■ SET TASK 1 ■
Repeat word for word the part of the forum thread on separation and debt that opens with the words containing "## Rico (Jul" and closes with "(Apr 9, 2009)".

# Buried and desparate



## Rico (Jul 28, 2010)

I'm separating from my wife of 10 years and two children. Let's just say that her behavior was the catalyst into it and my behavior was what put the nail in the coffin. 

In any case, we own a home and have a mountain of debt. I am doing everything to try and figure out how to get out of debt so that I can move out of the house and just get out of her face. We agreed that she could have the house and sign a right of occupancy contract which states that the home still belongs to us and when she decides she wants to sell I get my half of whatever it sells for. We cant sell now as the market stinks and our home lost value. the bills are in excess of 30k and there is no way of trying to pay that and me get out to start life on my own. Has anyone been in the same situation and if there are any possible solutions.


----------



## sisters359 (Apr 9, 2009)

Can one or both of you share with family or friends, and then be in the house with the kids when it is your days? It's cheaper than 2 separate places and allows the kids to stay in one home. As for bills, make a plan for cutting the debt as quickly as possible. Living on a shoestring is tolerable if you know it won't last for ever. If she doesn't work, she should start, esp. if the debt is joint. Then her income could go to debt reduction if you could keep the family afloat (team work still). Maybe you could cut the debt faster if you both got extra jobs and all the exta income went to debt reduction. It isn't easy, but if you are committed and can find enough work, then it won't take as long to get out of the hole. What are your skills? Hers?

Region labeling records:
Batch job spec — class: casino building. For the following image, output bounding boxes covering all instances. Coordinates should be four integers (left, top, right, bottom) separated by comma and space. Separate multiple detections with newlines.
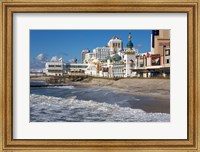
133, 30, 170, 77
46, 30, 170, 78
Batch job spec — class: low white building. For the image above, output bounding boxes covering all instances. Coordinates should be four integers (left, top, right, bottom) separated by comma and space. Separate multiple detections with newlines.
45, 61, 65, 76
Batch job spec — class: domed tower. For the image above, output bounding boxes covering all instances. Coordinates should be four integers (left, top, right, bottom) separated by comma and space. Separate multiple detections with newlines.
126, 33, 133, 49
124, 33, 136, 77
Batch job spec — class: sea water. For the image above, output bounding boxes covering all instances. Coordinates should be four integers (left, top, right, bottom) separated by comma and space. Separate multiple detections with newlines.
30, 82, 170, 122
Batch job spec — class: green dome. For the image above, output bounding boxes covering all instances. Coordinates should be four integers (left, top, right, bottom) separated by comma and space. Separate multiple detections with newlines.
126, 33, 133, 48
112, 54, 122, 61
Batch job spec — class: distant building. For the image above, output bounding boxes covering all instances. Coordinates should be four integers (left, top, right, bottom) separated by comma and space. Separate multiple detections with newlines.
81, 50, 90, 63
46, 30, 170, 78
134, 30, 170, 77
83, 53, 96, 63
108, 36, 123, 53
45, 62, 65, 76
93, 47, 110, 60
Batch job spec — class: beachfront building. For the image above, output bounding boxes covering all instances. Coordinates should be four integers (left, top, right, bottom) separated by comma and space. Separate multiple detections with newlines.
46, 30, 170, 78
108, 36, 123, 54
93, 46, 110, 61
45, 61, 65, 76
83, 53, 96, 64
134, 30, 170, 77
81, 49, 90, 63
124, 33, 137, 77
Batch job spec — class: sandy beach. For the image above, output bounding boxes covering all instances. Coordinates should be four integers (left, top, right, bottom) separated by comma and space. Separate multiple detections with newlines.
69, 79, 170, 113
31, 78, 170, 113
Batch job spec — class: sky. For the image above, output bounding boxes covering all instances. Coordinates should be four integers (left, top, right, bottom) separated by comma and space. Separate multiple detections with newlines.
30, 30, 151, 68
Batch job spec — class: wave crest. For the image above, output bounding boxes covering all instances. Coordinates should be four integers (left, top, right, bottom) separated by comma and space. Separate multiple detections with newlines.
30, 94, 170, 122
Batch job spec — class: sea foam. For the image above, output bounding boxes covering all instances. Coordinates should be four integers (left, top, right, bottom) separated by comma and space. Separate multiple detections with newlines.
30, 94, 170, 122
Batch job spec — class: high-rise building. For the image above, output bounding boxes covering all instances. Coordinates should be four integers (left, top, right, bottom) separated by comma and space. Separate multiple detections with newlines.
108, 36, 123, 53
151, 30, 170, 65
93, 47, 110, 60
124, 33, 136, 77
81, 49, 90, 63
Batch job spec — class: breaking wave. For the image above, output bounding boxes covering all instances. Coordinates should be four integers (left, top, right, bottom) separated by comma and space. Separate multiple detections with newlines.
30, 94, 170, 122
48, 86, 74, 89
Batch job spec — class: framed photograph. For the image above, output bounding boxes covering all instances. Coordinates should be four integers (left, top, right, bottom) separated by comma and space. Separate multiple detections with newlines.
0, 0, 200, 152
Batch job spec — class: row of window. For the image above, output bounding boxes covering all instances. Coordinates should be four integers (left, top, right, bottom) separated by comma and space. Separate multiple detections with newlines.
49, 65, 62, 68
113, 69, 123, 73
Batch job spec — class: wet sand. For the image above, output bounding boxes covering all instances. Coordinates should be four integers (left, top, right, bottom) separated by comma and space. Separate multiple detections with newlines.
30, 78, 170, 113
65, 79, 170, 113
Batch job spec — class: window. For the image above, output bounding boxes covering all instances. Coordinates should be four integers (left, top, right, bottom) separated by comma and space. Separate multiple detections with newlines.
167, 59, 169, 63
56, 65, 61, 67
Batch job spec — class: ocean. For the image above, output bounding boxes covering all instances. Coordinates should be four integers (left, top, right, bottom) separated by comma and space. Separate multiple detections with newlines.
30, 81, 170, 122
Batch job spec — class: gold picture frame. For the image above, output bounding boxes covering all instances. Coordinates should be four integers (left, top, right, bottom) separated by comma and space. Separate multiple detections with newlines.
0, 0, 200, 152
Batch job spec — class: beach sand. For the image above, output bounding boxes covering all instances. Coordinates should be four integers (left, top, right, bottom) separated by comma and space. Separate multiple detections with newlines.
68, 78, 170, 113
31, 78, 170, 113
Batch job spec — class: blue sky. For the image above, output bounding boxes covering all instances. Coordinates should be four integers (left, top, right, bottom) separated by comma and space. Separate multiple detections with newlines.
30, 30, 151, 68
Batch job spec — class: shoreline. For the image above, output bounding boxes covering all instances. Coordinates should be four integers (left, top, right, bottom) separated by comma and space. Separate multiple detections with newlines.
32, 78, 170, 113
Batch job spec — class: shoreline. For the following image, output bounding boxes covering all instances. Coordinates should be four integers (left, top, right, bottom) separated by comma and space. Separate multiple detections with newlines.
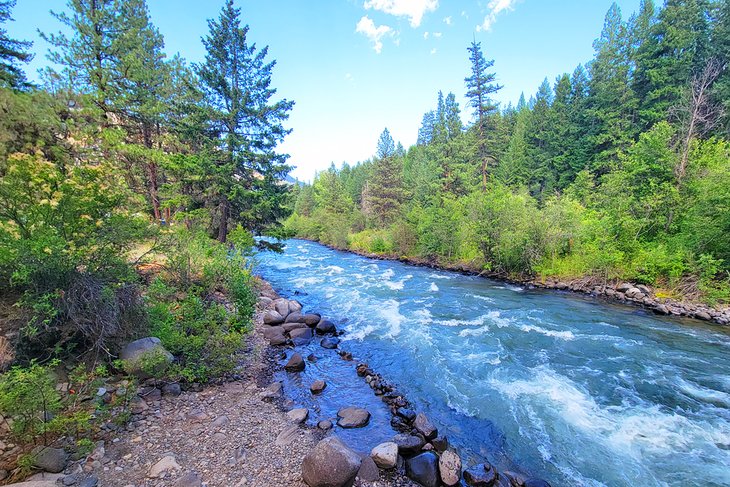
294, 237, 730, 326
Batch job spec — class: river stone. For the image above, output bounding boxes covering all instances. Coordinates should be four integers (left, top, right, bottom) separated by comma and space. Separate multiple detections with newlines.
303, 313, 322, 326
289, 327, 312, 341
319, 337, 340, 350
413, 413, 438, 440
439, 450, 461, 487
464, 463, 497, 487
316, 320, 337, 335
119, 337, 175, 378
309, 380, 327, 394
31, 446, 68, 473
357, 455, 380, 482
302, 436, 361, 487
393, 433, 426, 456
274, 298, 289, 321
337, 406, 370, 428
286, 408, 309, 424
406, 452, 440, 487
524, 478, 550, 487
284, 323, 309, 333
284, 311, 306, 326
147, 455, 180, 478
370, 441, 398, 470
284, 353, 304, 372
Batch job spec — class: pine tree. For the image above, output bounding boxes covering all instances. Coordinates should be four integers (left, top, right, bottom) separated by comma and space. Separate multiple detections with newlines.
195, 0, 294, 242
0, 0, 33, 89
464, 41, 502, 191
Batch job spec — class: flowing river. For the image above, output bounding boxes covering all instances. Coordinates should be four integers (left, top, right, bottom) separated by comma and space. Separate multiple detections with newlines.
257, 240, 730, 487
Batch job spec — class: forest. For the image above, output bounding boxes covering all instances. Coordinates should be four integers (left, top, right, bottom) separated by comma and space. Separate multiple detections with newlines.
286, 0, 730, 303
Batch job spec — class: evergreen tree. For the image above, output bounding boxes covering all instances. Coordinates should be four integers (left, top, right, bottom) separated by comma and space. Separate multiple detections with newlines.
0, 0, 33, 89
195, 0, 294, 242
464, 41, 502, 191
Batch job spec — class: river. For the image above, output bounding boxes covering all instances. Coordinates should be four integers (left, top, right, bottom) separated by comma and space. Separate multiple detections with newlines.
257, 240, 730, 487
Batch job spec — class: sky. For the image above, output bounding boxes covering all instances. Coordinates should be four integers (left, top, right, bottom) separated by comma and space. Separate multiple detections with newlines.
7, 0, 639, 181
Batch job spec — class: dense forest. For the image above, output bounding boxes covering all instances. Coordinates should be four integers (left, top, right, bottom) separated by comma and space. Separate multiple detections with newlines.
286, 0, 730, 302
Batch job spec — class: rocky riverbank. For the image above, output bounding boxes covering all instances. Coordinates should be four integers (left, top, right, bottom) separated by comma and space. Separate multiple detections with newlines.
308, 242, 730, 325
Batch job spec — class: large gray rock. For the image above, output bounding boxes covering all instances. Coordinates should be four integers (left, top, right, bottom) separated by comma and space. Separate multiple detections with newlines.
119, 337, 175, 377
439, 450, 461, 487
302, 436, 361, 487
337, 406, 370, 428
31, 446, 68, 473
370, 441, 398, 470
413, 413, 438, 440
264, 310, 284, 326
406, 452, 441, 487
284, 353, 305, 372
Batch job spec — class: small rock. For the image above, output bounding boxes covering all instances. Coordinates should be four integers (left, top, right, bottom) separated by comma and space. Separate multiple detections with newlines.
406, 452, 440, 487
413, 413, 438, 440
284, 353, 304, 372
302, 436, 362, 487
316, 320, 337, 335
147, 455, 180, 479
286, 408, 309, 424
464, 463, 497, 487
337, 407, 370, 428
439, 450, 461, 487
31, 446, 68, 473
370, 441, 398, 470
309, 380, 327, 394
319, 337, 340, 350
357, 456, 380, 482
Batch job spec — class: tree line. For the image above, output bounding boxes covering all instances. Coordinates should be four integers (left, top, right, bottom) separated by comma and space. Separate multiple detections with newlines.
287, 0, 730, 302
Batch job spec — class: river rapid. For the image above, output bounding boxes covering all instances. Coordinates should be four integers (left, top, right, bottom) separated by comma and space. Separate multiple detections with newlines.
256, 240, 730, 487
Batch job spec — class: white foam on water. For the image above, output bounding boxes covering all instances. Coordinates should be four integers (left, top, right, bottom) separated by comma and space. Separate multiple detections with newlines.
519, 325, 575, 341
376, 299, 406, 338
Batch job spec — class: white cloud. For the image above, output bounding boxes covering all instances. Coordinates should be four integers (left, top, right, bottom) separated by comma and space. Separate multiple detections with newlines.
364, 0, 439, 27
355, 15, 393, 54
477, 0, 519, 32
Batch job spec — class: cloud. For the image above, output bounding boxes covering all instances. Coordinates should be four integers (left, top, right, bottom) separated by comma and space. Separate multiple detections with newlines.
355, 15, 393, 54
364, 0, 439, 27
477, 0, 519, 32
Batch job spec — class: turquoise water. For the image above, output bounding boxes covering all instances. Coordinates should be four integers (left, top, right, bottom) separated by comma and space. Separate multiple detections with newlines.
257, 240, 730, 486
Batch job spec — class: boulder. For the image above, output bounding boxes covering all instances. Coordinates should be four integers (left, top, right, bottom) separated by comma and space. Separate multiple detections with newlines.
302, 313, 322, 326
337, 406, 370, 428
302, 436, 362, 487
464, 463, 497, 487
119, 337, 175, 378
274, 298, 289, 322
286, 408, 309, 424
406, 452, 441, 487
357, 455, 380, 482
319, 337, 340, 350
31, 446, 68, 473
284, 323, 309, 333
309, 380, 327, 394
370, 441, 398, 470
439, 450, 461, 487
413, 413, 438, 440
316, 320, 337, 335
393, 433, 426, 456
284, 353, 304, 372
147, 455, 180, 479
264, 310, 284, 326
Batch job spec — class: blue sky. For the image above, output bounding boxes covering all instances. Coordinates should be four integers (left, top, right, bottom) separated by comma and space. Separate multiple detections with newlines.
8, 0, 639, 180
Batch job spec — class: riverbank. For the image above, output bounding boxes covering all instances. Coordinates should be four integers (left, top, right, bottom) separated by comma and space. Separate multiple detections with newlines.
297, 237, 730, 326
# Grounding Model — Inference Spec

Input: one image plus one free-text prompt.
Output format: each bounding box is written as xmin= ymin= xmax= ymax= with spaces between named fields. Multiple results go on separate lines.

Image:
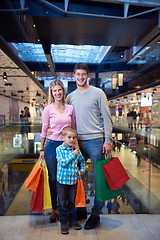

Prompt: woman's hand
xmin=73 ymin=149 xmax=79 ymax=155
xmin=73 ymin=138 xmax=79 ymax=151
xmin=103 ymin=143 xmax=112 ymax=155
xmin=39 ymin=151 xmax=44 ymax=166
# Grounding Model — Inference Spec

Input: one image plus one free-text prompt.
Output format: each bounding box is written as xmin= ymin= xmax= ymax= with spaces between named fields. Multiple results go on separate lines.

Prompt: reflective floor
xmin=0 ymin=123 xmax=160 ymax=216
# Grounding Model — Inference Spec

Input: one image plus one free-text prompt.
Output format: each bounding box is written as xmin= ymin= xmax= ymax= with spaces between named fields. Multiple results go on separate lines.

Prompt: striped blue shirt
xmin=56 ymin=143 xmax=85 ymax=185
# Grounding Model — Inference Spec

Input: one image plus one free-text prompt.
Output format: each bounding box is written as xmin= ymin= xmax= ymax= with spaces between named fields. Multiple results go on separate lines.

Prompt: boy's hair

■ SET TASK 2 ■
Reproduce word for word the part of the region labeling records that opens with the line containing "Batch job spec — class: breaking" and closes with the line containing "113, 69, 123, 73".

■ EXERCISE ANSWER 1 ■
## Rico (Jul 28, 2010)

I'm separating from my wife of 10 years and two children. Let's just say that her behavior was the catalyst into it and my behavior was what put the nail in the coffin. 

In any case, we own a home and have a mountain of debt. I am doing everything to try and figure out how to get out of debt so that I can move out of the house and just get out of her face. We agreed that she could have the house and sign a right of occupancy contract which states that the home still belongs to us and when she decides she wants to sell I get my half of whatever it sells for. We cant sell now as the market stinks and our home lost value. the bills are in excess of 30k and there is no way of trying to pay that and me get out to start life on my own. Has anyone been in the same situation and if there are any possible solutions.


----------



## sisters359 (Apr 9, 2009)

■ EXERCISE ANSWER 2 ■
Batch job spec — class: breaking wave. For the image above, output bounding boxes covering all instances. Coordinates should be four integers (left, top, right, bottom) separated by comma and space. Separate multiple detections with newlines.
30, 94, 170, 122
48, 86, 74, 89
Batch job spec — class: framed photograph. For the image above, output bounding boxes covering all instances. Coordinates should be four integers (left, top, right, bottom) separated by comma and space. Separate multiple detections with newlines.
0, 0, 200, 152
Batch job spec — class: row of window. For the image above, output bounding boxes covering all instances. Coordinates should be four integers (left, top, right, bottom) separated by comma and space. Separate multiple detections with newlines.
49, 65, 62, 68
113, 69, 123, 73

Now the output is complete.